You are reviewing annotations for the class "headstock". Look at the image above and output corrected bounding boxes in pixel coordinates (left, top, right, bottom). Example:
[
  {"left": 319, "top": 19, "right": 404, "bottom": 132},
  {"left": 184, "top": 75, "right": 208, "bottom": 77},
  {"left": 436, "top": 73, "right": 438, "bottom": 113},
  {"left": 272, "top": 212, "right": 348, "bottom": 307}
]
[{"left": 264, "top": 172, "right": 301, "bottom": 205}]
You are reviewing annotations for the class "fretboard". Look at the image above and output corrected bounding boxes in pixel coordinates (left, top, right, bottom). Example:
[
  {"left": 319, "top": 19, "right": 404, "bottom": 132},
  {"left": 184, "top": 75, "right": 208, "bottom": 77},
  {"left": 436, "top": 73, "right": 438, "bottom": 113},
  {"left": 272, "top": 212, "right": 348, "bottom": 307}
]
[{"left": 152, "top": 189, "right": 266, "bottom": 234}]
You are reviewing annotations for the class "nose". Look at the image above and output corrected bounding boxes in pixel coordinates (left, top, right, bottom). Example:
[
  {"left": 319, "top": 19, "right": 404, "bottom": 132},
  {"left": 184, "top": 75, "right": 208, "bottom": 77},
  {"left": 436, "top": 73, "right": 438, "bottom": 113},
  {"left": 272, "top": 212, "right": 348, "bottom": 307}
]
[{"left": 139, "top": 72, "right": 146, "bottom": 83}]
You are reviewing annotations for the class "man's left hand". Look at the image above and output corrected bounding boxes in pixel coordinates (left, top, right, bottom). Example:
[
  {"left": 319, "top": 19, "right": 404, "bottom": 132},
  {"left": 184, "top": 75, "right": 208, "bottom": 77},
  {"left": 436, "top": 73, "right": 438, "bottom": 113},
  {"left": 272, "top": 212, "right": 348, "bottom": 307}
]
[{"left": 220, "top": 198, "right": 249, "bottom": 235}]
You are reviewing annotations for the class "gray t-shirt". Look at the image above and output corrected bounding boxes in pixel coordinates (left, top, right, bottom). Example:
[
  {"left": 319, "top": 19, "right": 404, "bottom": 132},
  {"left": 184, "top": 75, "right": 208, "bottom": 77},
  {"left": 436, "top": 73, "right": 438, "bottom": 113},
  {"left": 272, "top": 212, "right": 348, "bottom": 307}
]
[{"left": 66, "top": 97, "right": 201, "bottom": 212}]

TASK REQUIREMENTS:
Pick out each line in the rows above that contains the string "headstock" and copy it.

CORRECT RESPONSE:
You are reviewing annotations for the class "headstock". Look at the image above and output corrected bounding boxes in pixel coordinates (left, top, right, bottom). Example:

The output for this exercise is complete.